SOURCE INFORMATION:
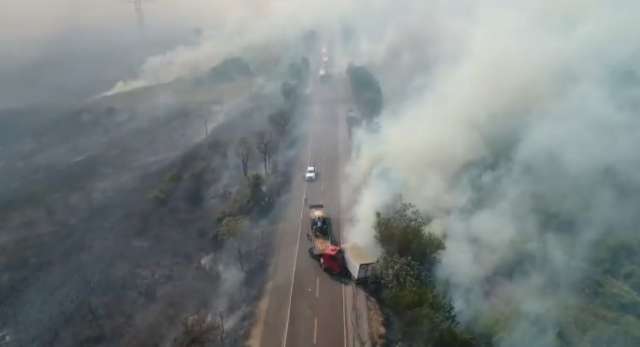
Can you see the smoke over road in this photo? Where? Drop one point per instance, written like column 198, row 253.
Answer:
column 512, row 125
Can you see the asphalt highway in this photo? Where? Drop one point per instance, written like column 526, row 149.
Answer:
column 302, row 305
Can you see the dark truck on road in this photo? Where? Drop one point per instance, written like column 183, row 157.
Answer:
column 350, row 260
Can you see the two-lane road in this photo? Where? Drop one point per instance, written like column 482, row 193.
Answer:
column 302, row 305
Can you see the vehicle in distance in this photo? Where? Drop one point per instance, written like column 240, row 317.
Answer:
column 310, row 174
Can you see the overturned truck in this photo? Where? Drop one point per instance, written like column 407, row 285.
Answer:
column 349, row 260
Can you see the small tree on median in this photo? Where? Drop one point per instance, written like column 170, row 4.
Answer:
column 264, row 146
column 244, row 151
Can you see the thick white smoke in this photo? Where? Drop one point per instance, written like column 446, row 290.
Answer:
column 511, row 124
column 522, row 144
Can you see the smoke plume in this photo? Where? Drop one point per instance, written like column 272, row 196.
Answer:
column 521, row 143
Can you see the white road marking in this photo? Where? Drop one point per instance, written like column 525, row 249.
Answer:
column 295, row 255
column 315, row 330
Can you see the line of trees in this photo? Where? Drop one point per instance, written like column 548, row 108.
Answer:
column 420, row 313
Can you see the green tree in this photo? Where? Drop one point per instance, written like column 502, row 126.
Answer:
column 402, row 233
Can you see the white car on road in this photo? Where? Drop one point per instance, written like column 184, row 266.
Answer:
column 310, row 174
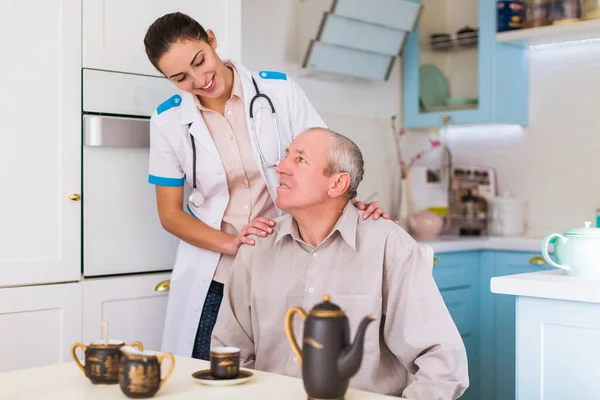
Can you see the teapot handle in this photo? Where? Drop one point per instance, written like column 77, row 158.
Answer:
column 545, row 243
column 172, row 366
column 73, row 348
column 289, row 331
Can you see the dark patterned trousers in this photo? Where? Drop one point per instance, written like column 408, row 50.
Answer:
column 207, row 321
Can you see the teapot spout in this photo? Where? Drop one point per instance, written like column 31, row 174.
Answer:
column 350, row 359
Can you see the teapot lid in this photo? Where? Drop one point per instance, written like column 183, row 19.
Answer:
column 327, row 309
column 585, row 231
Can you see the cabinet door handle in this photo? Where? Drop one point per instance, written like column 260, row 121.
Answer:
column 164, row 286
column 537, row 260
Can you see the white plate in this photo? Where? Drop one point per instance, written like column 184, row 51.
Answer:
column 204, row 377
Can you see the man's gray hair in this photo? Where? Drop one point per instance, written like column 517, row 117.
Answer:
...
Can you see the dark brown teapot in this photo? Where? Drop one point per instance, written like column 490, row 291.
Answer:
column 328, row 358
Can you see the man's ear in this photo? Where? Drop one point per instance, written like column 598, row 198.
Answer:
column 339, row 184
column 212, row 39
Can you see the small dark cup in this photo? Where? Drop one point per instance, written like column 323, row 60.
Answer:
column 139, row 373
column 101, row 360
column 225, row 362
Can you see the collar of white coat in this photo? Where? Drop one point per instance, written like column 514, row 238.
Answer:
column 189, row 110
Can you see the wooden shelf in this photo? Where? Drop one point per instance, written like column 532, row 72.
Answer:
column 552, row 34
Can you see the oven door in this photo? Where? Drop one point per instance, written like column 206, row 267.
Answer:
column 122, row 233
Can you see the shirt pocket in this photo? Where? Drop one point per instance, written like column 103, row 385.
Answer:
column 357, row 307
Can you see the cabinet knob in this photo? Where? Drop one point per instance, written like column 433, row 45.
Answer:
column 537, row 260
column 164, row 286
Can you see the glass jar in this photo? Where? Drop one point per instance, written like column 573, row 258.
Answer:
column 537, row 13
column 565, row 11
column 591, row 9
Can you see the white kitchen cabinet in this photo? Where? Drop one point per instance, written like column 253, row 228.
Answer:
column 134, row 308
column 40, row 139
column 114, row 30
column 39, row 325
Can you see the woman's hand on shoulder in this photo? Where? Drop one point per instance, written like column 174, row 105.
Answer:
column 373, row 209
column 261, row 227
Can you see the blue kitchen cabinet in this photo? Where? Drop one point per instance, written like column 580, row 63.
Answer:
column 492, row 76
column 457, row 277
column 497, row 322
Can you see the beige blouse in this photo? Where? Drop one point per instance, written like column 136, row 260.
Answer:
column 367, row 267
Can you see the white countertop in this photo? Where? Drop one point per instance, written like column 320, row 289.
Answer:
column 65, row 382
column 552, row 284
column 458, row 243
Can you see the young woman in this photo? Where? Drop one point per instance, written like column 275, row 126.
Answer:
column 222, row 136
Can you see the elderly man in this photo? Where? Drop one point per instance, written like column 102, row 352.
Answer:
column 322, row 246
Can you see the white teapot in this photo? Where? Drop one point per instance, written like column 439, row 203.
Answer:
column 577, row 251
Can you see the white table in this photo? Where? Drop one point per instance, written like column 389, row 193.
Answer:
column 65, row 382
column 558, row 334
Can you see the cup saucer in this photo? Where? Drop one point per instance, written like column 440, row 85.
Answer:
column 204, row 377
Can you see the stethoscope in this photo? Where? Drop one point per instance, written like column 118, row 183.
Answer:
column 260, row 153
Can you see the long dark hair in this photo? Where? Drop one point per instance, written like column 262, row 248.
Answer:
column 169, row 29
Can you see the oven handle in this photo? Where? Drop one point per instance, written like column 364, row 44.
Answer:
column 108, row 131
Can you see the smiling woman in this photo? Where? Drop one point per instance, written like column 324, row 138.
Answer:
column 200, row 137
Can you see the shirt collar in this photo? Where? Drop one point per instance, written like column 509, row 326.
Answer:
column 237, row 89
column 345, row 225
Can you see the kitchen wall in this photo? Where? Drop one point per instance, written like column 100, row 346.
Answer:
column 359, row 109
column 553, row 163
--
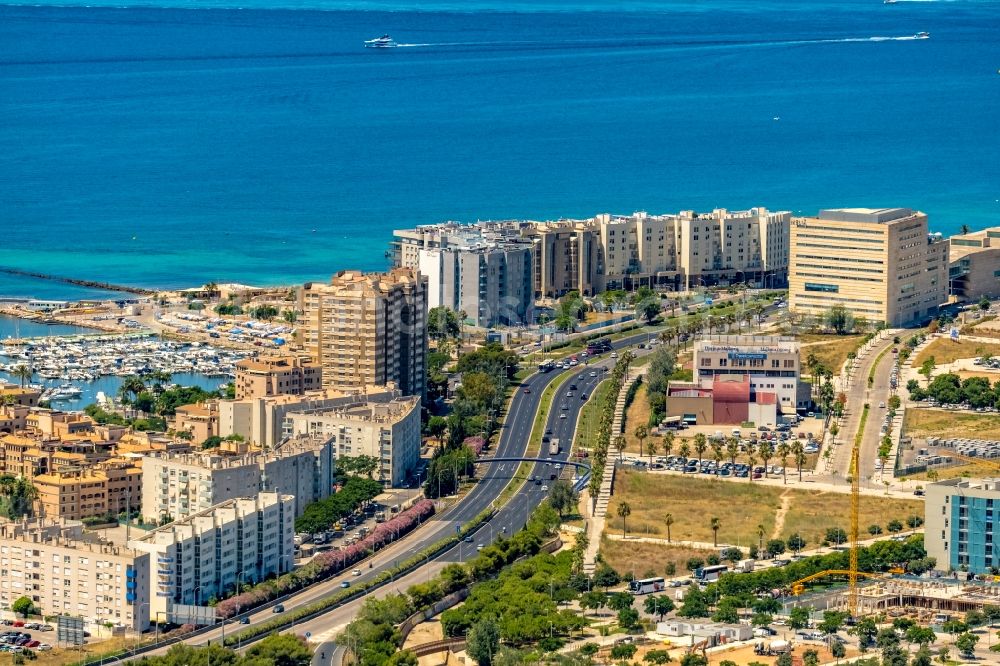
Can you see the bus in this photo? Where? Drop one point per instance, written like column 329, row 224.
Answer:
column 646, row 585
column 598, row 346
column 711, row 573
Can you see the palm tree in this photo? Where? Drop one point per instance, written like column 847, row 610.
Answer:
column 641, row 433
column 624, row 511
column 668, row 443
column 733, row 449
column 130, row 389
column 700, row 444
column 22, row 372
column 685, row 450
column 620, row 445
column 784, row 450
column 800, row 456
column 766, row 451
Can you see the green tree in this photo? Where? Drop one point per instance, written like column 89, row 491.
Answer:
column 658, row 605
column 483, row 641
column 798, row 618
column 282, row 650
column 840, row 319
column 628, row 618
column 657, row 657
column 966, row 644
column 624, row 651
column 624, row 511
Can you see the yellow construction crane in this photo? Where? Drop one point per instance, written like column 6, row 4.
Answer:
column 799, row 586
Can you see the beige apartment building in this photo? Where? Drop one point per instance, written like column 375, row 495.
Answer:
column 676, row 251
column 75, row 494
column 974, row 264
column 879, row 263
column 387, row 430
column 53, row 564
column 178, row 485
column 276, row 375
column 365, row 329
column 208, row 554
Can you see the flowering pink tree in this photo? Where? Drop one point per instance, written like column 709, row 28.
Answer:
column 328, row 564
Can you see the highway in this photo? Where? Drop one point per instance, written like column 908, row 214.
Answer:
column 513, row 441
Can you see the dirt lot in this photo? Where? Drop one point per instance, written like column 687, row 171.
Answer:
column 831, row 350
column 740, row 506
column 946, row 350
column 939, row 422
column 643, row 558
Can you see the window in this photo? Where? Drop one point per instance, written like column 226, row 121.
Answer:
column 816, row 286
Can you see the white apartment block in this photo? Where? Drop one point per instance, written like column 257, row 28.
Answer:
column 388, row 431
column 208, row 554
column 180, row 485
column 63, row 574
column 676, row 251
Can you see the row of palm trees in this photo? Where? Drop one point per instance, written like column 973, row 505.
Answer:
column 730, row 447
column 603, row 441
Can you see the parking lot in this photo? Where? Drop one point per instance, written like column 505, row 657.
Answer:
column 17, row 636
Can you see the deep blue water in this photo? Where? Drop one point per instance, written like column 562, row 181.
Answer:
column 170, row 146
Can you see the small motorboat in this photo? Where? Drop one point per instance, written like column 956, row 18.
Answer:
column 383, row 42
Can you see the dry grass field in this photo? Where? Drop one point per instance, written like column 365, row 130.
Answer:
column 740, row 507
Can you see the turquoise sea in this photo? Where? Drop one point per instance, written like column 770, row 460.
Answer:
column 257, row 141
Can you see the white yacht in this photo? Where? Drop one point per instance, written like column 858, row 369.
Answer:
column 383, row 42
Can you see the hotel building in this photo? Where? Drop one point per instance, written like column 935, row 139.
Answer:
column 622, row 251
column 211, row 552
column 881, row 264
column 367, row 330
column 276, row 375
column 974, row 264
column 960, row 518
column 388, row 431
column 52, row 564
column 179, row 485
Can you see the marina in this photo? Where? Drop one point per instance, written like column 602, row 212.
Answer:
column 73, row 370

REQUIREMENT: Note every line above where the string "small" shows up, and copy those lines.

RESULT BELOW:
Can you see the small tree on median in this photo? Where? Drop one point per instance, written like column 170, row 4.
Can you see the small dark cup in this photo? Where? Drop one point per instance, written like column 323, row 60.
Can you see the small motorboat in this photo? Where? Drop one point per instance, written like column 956, row 18.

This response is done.